## Start GIVEN PASSAGE
Detecting anomalies with DataMiner
This tutorial illustrates DataMiner's Behavioral Anomaly Detection features and shows how you can use these to detect certain failures in your operation.
By default, behavioral anomaly detection is active on trended parameters. It will monitor the parameters in real time and notify users about any detected anomalies. The feature models the behavior of a parameter based on its recent history. The tutorial will make use of history sets to quickly simulate a parameter with historical trend data. Trending is activated by default on the parameters used in this tutorial.
Estimated duration: 45 minutes.
Note
The content and screenshots for this tutorial were created in DataMiner 10.3.12.
Tip
- For more information, such as technical limitations of anomaly detection, see Working with behavioral anomaly detection.
- See also: Kata #12: Automatically detect anomalies with DataMiner on DataMiner Dojo
Prerequisites
DataMiner 10.3.12 or higher with Storage as a Service (STaaS) or a self-hosted Cassandra database.
A DataMiner System connected to dataminer.services.
Behavioral Anomaly Detection is enabled (in DataMiner Cube: System Center > System settings > analytics config).
The time to live for trending is at least 1 day for real-time trending and 1 month for minute records.
Overview
The tutorial consists of the following steps:
- Step 1: Install the example package from the Catalog
- Step 2: Discover anomaly detection in trend graphs
- Step 3: Discover anomaly detection in the Alarm Console
- Step 4: Make DataMiner generate alarms for anomalies
- Step 5: Make DataMiner generate alarms for specific anomaly types
- Step 6: Set custom alarm thresholds
- Step 7: Final exercise
Step 1: Install the example package from the Catalog
Go to https://catalog.dataminer.services/details/package/5467.
Deploy the Catalog item to your DataMiner Agent by clicking the Deploy button.
This will create several DataMiner elements in your system that will be used throughout the rest of the tutorial. The elements will be located in the view DataMiner Catalog > Augmented Operations > Anomaly Detection Tutorial.
Step 2: Discover anomaly detection in trend graphs
In DataMiner Cube, select the element Anomaly Detection Tutorial - Audio bit rate in the Surveyor.
This element simulates a parameter monitoring the bit rate of an audio channel on an encoder.
Click the Generate Data button to generate data for the parameter Audio Bit Rate Channel 1.
Note
The protocols used in this tutorial can only load data for a parameter once. If you have made a mistake or want to retry an exercise, you can rerun the simulation by duplicating the element and generating the data again on the duplicated element.
Wait until the Data Generated? parameter displays Yes.
Click the trend icon next to the Audio Bit Rate Channel 1 parameter.
Click Month to date to see data for the past month.
You will see that the bitrate first remained stable around 96 kBps for the better part of two weeks before temporarily jumping up a few times to values around 256 kBps. Finally, after 5 jumps, there is one jump to over 1000 kBps.
## End GIVEN PASSAGE
## Start DATA EXTRACT
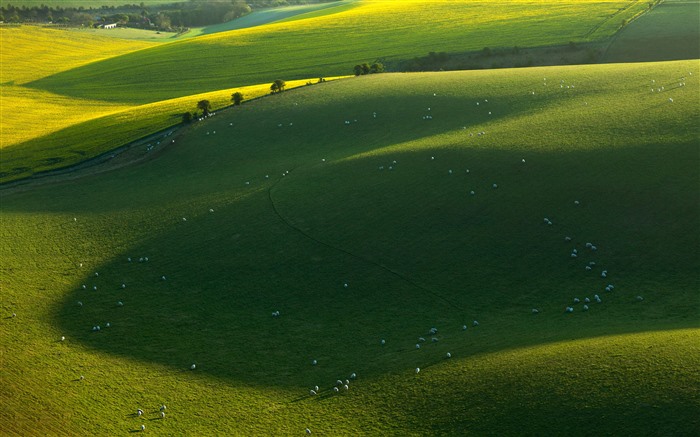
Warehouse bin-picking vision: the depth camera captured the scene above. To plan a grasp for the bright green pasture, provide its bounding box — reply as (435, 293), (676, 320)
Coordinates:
(604, 0), (700, 62)
(0, 77), (346, 182)
(31, 0), (646, 103)
(0, 61), (700, 435)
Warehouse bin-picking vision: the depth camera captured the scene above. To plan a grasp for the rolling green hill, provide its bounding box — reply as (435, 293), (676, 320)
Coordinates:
(30, 0), (647, 103)
(0, 61), (700, 435)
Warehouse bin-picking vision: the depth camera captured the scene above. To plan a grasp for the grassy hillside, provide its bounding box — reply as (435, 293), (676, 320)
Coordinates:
(605, 0), (700, 62)
(0, 61), (700, 435)
(31, 0), (646, 103)
(0, 77), (346, 182)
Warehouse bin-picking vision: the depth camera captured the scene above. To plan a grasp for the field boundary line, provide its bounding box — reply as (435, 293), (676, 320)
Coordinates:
(267, 175), (466, 314)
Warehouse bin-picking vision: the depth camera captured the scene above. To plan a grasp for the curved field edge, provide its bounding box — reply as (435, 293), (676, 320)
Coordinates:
(0, 77), (350, 184)
(31, 1), (652, 103)
(0, 62), (699, 435)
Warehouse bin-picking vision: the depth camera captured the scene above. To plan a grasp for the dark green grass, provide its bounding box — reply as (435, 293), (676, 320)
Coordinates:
(604, 1), (700, 62)
(0, 62), (700, 435)
(30, 2), (652, 103)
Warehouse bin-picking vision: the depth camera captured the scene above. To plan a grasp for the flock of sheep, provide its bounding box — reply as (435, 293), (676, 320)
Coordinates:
(46, 69), (692, 434)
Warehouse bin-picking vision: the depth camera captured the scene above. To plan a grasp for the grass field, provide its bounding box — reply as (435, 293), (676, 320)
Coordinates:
(0, 1), (656, 182)
(0, 61), (700, 435)
(30, 0), (646, 103)
(604, 0), (700, 62)
(0, 77), (348, 182)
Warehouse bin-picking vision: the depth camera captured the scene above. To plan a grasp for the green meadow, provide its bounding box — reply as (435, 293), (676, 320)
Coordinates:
(0, 0), (700, 436)
(0, 61), (700, 435)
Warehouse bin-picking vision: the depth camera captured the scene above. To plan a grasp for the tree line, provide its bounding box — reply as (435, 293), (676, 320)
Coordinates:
(0, 0), (337, 31)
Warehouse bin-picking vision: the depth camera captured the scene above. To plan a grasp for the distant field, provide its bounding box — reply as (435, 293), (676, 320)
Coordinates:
(0, 60), (700, 437)
(604, 0), (700, 62)
(2, 0), (182, 9)
(31, 0), (646, 103)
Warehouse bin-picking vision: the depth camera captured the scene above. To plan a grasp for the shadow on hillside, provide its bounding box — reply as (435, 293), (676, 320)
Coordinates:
(49, 141), (698, 390)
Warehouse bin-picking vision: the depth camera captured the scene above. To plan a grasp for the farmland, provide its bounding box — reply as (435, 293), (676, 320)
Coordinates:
(0, 61), (700, 435)
(0, 0), (700, 436)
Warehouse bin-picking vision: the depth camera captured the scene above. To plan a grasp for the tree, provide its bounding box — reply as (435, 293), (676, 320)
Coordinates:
(369, 62), (384, 74)
(231, 91), (243, 106)
(197, 100), (211, 117)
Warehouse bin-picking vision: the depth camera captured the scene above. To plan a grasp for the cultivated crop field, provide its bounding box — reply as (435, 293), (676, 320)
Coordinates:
(0, 61), (700, 435)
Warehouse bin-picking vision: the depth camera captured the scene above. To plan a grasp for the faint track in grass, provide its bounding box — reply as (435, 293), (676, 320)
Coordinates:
(267, 171), (466, 316)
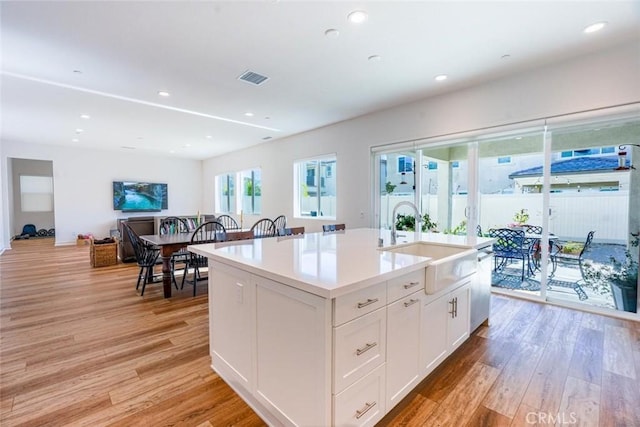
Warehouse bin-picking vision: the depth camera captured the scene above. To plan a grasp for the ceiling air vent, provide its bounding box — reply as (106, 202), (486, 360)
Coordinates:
(238, 71), (269, 86)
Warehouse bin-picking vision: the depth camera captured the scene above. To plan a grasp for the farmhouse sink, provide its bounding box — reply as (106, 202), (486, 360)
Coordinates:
(382, 242), (478, 294)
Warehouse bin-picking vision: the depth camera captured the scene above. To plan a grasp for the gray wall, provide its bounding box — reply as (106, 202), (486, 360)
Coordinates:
(11, 159), (55, 236)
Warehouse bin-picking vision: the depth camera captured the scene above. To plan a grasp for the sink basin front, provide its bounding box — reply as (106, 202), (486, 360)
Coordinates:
(384, 242), (478, 294)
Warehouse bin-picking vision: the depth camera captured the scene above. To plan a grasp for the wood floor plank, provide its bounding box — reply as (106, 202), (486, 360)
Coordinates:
(466, 405), (511, 427)
(599, 370), (640, 427)
(482, 343), (544, 417)
(602, 325), (638, 379)
(568, 327), (604, 384)
(426, 363), (500, 426)
(558, 376), (600, 427)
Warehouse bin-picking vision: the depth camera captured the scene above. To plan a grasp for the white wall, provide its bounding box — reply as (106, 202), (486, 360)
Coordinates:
(2, 145), (202, 248)
(0, 40), (640, 247)
(203, 41), (640, 231)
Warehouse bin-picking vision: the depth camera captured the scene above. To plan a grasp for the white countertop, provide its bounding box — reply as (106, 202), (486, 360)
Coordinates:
(188, 228), (493, 298)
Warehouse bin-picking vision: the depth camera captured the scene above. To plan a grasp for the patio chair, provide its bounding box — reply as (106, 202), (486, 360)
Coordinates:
(551, 230), (596, 280)
(489, 228), (531, 281)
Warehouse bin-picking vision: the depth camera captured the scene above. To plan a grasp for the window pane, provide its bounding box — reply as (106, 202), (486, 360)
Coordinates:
(295, 158), (336, 218)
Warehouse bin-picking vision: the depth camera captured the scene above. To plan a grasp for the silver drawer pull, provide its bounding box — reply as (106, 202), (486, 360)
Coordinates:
(356, 342), (378, 356)
(404, 282), (420, 289)
(404, 298), (420, 307)
(358, 298), (378, 308)
(356, 402), (376, 419)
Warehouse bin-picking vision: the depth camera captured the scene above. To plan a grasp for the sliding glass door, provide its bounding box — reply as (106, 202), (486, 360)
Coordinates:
(375, 113), (640, 318)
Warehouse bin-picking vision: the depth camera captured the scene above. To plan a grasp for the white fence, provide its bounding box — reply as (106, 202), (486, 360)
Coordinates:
(381, 191), (629, 244)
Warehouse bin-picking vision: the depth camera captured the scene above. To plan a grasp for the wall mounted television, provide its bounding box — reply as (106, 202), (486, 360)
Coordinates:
(113, 181), (168, 212)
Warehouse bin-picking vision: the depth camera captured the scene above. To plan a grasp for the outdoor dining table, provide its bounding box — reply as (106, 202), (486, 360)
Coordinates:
(140, 230), (251, 298)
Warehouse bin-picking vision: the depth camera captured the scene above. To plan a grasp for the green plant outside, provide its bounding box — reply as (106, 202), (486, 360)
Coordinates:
(395, 214), (438, 231)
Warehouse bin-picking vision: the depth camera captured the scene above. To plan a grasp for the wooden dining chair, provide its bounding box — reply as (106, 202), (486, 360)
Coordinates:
(158, 216), (191, 289)
(251, 218), (276, 239)
(181, 221), (227, 297)
(122, 222), (160, 296)
(273, 215), (287, 232)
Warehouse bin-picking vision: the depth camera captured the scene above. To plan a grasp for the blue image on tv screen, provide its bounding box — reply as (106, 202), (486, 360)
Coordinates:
(113, 181), (168, 212)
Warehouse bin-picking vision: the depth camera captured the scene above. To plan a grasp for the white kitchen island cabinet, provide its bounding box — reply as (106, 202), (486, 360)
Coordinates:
(189, 229), (490, 427)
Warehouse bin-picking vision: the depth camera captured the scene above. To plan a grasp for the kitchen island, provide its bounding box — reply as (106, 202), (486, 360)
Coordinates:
(189, 229), (492, 426)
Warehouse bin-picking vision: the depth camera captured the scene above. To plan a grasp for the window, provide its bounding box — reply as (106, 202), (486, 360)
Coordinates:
(294, 156), (336, 219)
(398, 156), (413, 173)
(20, 175), (53, 212)
(216, 174), (236, 213)
(239, 169), (262, 215)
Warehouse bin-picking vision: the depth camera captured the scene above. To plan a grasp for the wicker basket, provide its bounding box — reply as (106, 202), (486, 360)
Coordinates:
(89, 239), (118, 267)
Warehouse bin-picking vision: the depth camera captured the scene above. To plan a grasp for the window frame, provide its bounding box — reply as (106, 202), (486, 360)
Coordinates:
(293, 153), (338, 220)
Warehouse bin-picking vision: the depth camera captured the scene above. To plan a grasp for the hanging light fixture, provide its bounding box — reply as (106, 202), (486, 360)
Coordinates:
(400, 172), (407, 184)
(614, 144), (640, 171)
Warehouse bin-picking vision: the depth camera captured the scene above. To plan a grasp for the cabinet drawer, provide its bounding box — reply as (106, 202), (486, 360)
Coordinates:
(333, 282), (387, 326)
(333, 308), (387, 394)
(333, 364), (386, 427)
(387, 269), (425, 303)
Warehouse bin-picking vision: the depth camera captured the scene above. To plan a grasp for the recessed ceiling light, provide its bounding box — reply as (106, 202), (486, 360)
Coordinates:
(582, 21), (607, 33)
(347, 10), (368, 24)
(324, 28), (340, 39)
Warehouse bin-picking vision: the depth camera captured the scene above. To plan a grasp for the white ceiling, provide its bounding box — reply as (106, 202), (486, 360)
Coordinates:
(0, 0), (640, 159)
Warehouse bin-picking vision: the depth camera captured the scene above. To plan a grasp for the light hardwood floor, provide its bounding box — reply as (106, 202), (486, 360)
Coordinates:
(0, 239), (640, 427)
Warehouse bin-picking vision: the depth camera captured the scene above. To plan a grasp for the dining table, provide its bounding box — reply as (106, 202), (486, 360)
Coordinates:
(140, 231), (193, 298)
(140, 229), (254, 298)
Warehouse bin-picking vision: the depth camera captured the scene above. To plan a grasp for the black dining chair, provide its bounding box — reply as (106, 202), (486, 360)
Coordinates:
(251, 218), (276, 239)
(278, 227), (304, 236)
(216, 215), (240, 230)
(489, 228), (531, 281)
(181, 221), (227, 297)
(273, 215), (287, 232)
(158, 216), (191, 289)
(122, 222), (160, 296)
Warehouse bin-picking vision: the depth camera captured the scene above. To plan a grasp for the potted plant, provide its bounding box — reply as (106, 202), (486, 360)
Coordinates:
(513, 209), (529, 226)
(584, 250), (638, 313)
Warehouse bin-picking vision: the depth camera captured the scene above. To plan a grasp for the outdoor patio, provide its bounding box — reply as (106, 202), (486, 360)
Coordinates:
(492, 243), (625, 309)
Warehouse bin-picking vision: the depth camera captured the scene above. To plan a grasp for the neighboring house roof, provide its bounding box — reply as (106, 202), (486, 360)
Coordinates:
(509, 156), (629, 178)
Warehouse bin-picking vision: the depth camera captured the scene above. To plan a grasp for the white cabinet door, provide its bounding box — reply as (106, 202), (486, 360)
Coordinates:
(420, 294), (451, 377)
(333, 308), (387, 394)
(209, 260), (255, 390)
(253, 276), (332, 426)
(386, 290), (424, 410)
(448, 283), (471, 351)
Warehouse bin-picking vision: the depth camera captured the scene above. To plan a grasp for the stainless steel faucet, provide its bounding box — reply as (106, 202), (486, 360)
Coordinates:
(391, 200), (422, 245)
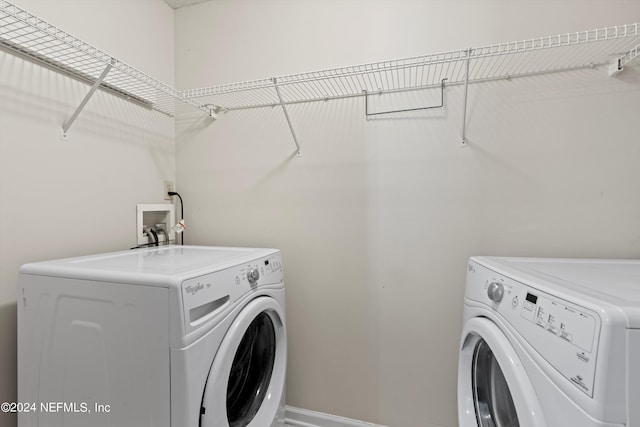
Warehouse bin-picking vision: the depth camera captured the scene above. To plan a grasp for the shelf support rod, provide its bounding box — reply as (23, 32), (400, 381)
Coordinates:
(609, 44), (640, 77)
(271, 77), (302, 157)
(460, 48), (471, 146)
(62, 59), (113, 140)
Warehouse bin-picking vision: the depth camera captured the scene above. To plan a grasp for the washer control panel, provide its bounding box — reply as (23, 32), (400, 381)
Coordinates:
(466, 262), (601, 397)
(182, 252), (284, 333)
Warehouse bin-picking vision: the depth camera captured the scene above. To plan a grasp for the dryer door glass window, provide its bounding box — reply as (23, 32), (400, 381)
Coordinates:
(227, 312), (276, 427)
(472, 340), (520, 427)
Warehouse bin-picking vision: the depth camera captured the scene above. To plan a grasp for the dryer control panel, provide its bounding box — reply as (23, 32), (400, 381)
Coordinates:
(466, 262), (601, 397)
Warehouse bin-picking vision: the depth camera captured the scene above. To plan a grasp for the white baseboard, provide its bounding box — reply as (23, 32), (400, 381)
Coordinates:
(285, 406), (385, 427)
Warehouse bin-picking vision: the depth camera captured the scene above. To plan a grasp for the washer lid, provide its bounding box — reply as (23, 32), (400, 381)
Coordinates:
(473, 257), (640, 328)
(20, 246), (277, 286)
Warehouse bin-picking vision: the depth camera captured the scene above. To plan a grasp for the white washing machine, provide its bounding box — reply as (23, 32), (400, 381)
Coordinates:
(458, 257), (640, 427)
(18, 246), (287, 427)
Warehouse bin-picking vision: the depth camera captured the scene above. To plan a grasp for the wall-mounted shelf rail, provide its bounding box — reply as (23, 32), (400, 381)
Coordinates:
(184, 23), (640, 110)
(184, 23), (640, 150)
(0, 0), (210, 136)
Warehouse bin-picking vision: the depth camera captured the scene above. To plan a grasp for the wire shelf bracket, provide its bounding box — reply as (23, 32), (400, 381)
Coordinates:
(0, 0), (212, 135)
(460, 49), (473, 147)
(271, 77), (302, 157)
(609, 44), (640, 77)
(62, 60), (112, 141)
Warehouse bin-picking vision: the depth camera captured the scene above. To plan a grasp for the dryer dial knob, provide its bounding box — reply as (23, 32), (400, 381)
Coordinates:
(487, 282), (504, 302)
(247, 268), (260, 285)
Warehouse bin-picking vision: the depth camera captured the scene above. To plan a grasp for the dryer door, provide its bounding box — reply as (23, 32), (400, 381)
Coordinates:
(200, 297), (287, 427)
(458, 317), (546, 427)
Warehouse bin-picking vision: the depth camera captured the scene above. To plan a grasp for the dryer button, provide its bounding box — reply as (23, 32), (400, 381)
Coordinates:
(487, 282), (504, 302)
(247, 268), (260, 285)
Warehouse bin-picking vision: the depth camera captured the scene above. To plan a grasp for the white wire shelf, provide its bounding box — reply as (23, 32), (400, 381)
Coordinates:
(183, 23), (640, 110)
(0, 0), (209, 121)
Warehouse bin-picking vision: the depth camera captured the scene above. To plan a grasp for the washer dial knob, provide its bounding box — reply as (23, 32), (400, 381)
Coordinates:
(247, 268), (260, 285)
(487, 282), (504, 302)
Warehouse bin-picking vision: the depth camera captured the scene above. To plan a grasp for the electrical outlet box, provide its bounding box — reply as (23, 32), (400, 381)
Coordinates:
(136, 203), (176, 245)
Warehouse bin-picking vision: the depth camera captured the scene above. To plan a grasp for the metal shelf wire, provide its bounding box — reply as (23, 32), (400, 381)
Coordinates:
(0, 0), (210, 117)
(184, 23), (640, 110)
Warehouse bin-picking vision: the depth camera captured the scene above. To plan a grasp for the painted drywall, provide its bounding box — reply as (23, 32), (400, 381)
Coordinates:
(0, 0), (175, 426)
(175, 0), (640, 427)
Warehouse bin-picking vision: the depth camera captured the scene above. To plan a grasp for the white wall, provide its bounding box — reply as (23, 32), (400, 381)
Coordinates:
(0, 0), (175, 426)
(175, 0), (640, 427)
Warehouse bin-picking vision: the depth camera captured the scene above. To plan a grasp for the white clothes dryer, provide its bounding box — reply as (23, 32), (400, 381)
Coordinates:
(458, 257), (640, 427)
(18, 246), (287, 427)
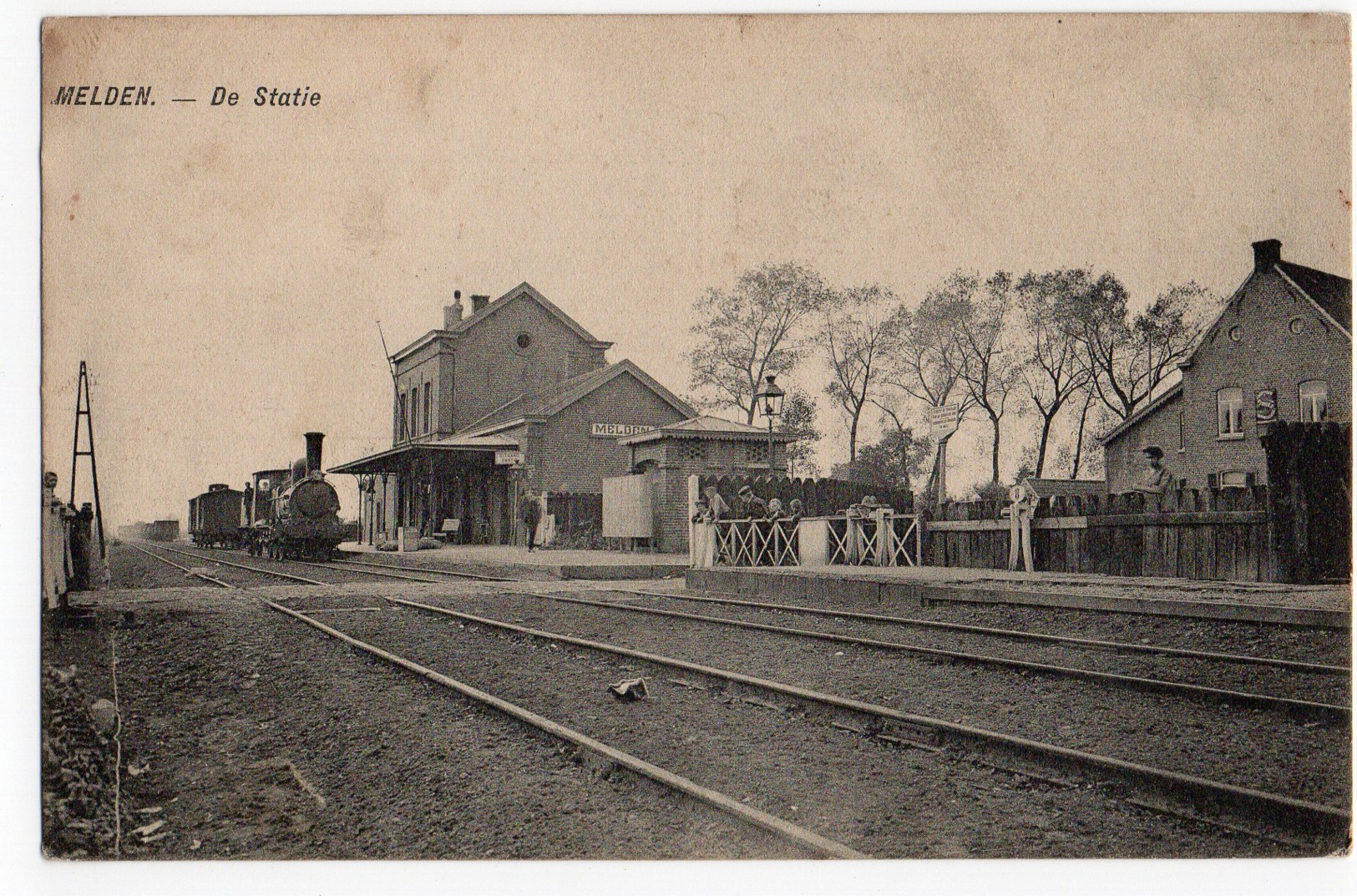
## End DATA EXTRACT
**GIVEN PROBLEM A**
Rewrite the anomaly detection tutorial from "This will create" up to and including "in the Surveyor.", replacing "Surveyor" with "navigation pane".
**GIVEN PROBLEM B**
According to the anomaly detection tutorial, around what value did the bit rate stay stable for most of two weeks?

**COMPLETE OUTPUT A**
This will create several DataMiner elements in your system that will be used throughout the rest of the tutorial. The elements will be located in the view DataMiner Catalog > Augmented Operations > Anomaly Detection Tutorial.
Step 2: Discover anomaly detection in trend graphs
In DataMiner Cube, select the element Anomaly Detection Tutorial - Audio bit rate in the navigation pane.

**COMPLETE OUTPUT B**
Around 96 kBps.